Source passage:
◆ ◆ ◆
In [1]:
def naive_search(pattern, text):  # O(NM)
    m = len(pattern)
    n = len(text)

    # this operation takes O(n)
    for i in range(n-m+1):
        # track the letters in the pattern (starting 0) from left to right
        j = 0

        # all the letters of the pattern O(m) - in worst-case this approach takes O(n*m)
        while j < m:
            # we have to compare the characters
            if text[i+j] != pattern[j]:
                break
            # consider the next characters
            j = j + 1
        if j == m:
            print('Found a match at index %s' % i)

In [2]:
naive_search('abcd', 'abcdeefabcabcd')

Found a match at index 0
Found a match at index 10


## Rabin-Karp Substring Search

- It has O(M+N), but its worst case is still O(MN)
- The aim is to compare the pattern and the region of the text with a single test - in O(1) constant running time
- To reduce spurious, make a good hash function is critical to get the good performance
    - Rabin fingerprint funtion uses a polynomial
    - Rolling Hashing function calculate the hash value based on the previous value -> O(1)
        - h('bbb') = h('abb') - h('a') + h('b')
        - ((1x26^2 + 2x26^1 + 2x26^0) - 1x26^2) x 26 + 2x26^0

In [1]:

class RabinKarp:

    def __init__(self, pattern, text):
        self.pattern = pattern
        self.text = text        
        self.d = 26  # the size of the alphabet (26)        
        self.q = 31  # prime number for the (%) modulo operator

    def search(self):

        m = len(self.pattern)
        n = len(self.text)

        # hashes for the region of text and the pattern
        hash_text = 0
        hash_pattern = 0

        # the largest polynomial term in the fingerprint function
        h = 1
        for _ in range(m-1):
            h = (h*self.d) % self.q

        # pre-compute the hash of the pattern O(M)
        for i in range(m):
            hash_pattern = (self.d*hash_pattern + ord(self.pattern[i])) % self.q
            hash_text = (self.d * hash_text + ord(self.text[i])) % self.q

        # slide the pattern over text one by one
        for i in range(n-m+1):

            # check the hash values of current window of text
            # and pattern. If the hash values match then only
            # check for characters on by one
            if hash_text == hash_pattern:

                # naive approach to check the characters
                j = 0

                while j < m:
                    if self.text[i+j] != self.pattern[j]:
                        break

                    j = j + 1

                if j == m:
                    print("Found match at index %s" % i)

            # update the hash for the actual substring of the text
            # apply the rolling hash approach
            if i < n-m:
                hash_text = ((hash_text - ord(self.text[i]) * h) * self.d + ord(self.text[i + m])) % self.q

                # we might get negative value so we have to make sure the hash is positive
                if hash_text < 0:
                    hash_text = hash_text + self.q


In [2]:
algorithm = RabinKarp('abcd', 'abcdabcbcabcd')
algorithm.search()
◆ ◆ ◆
Records provided:
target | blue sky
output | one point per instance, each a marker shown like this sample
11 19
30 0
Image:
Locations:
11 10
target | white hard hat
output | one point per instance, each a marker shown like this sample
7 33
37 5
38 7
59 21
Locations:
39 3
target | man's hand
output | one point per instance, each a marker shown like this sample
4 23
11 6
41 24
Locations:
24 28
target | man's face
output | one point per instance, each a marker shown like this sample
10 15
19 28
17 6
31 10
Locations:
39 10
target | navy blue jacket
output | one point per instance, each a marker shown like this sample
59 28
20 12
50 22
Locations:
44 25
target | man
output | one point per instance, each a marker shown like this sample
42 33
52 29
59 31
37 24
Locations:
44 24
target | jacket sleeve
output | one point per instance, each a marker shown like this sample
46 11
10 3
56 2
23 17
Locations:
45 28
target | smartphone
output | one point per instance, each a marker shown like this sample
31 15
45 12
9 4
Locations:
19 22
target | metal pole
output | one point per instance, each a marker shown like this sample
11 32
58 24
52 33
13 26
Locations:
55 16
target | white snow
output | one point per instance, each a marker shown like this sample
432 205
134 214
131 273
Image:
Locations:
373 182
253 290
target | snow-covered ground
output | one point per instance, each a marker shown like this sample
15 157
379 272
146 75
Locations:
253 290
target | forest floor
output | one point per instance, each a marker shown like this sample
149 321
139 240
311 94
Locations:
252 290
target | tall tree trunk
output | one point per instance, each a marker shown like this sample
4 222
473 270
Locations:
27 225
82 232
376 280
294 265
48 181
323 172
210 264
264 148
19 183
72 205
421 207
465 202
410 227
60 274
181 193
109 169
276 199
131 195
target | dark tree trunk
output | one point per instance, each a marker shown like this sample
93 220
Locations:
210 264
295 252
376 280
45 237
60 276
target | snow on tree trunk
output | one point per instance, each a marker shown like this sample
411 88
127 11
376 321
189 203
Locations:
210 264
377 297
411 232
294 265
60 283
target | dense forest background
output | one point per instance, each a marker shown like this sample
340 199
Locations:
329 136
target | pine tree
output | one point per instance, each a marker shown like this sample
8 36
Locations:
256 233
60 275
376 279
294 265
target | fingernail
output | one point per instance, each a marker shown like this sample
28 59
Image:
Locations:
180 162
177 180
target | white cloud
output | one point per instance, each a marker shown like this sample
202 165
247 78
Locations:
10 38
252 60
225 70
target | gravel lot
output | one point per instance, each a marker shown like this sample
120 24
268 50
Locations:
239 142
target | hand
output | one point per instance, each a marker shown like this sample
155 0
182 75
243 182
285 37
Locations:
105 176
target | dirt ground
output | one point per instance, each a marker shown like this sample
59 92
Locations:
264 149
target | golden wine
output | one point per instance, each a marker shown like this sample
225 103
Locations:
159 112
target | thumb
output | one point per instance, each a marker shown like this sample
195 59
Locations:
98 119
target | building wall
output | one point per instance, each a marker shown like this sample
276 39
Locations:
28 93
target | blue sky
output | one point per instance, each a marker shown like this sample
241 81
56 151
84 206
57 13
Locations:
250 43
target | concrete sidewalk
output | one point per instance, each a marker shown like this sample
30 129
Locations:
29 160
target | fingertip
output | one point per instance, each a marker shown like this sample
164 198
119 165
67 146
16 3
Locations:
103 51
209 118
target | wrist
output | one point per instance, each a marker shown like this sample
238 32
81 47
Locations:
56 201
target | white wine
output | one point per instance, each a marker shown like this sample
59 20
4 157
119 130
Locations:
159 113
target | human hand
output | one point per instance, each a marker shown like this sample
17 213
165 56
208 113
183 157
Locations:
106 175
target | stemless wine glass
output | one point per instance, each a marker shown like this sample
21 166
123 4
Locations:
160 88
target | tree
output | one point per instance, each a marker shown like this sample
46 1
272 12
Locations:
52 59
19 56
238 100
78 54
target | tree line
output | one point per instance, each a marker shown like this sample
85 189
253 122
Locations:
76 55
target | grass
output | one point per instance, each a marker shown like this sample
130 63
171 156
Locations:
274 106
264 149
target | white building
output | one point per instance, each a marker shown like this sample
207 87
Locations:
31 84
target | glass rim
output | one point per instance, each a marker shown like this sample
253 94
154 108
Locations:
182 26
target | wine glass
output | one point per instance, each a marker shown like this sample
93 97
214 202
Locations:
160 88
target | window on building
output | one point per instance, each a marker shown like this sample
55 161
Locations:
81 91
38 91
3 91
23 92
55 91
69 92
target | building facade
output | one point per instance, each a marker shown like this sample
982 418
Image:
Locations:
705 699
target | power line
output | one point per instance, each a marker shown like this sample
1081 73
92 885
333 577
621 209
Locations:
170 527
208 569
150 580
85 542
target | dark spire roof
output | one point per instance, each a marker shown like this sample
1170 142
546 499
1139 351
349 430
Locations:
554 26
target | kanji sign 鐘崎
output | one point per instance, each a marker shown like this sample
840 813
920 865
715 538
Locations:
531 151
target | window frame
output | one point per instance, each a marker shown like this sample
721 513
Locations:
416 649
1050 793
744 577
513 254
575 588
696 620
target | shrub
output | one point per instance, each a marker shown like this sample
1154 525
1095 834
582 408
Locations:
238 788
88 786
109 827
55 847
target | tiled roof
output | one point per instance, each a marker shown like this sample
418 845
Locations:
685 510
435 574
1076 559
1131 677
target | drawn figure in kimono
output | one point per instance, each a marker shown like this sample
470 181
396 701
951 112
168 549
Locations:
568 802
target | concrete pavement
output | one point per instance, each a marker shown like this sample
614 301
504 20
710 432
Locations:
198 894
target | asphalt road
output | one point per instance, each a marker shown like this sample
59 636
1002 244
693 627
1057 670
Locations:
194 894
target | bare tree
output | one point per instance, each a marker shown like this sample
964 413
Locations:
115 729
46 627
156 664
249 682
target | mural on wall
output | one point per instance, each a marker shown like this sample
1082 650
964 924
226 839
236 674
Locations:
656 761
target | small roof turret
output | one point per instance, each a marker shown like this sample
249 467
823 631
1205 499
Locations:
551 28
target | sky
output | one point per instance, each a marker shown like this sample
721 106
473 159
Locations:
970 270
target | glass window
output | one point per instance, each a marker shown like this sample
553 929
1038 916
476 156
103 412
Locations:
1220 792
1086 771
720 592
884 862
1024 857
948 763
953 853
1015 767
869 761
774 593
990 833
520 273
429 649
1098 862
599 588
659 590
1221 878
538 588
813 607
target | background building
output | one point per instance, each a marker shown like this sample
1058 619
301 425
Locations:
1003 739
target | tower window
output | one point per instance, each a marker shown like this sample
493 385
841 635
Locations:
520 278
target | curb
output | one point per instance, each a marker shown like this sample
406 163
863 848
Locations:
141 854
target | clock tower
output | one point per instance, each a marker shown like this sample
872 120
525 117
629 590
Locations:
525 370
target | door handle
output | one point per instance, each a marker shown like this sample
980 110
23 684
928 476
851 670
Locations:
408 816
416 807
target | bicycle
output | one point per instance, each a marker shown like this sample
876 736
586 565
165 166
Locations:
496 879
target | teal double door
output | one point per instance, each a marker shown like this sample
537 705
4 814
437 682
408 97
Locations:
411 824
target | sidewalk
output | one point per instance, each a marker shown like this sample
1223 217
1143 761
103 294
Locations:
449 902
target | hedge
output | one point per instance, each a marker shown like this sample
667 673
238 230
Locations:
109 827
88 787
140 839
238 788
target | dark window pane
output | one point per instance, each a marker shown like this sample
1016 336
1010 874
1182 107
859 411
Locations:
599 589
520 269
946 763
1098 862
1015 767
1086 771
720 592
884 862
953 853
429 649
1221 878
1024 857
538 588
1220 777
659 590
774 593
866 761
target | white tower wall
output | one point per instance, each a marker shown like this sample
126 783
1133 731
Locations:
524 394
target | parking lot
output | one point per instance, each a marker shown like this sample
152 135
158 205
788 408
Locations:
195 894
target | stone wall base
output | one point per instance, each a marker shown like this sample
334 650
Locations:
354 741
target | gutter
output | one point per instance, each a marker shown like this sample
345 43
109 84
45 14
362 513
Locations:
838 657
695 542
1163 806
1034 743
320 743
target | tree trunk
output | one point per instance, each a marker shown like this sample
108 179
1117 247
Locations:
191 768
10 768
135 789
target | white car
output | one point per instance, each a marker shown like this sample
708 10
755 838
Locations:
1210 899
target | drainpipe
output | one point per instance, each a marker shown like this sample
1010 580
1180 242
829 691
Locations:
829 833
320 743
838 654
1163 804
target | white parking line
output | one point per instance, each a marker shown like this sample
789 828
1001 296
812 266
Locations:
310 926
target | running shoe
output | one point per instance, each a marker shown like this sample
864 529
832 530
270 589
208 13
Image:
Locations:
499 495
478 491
◆ ◆ ◆
Exercises to complete:
[a] Please output the substring search notes from "# we might get" to "algorithm = RabinKarp('abcd', 'abcdabcbcabcd')".
[b] In the substring search notes, what number does the RabinKarp class assign to self.q?
The records were collected from a separate source.

Solved problems:
[a]
# we might get negative value so we have to make sure the hash is positive
                if hash_text < 0:
                    hash_text = hash_text + self.q


In [2]:
algorithm = RabinKarp('abcd', 'abcdabcbcabcd')

[b] 31, a prime number for the modulo operator.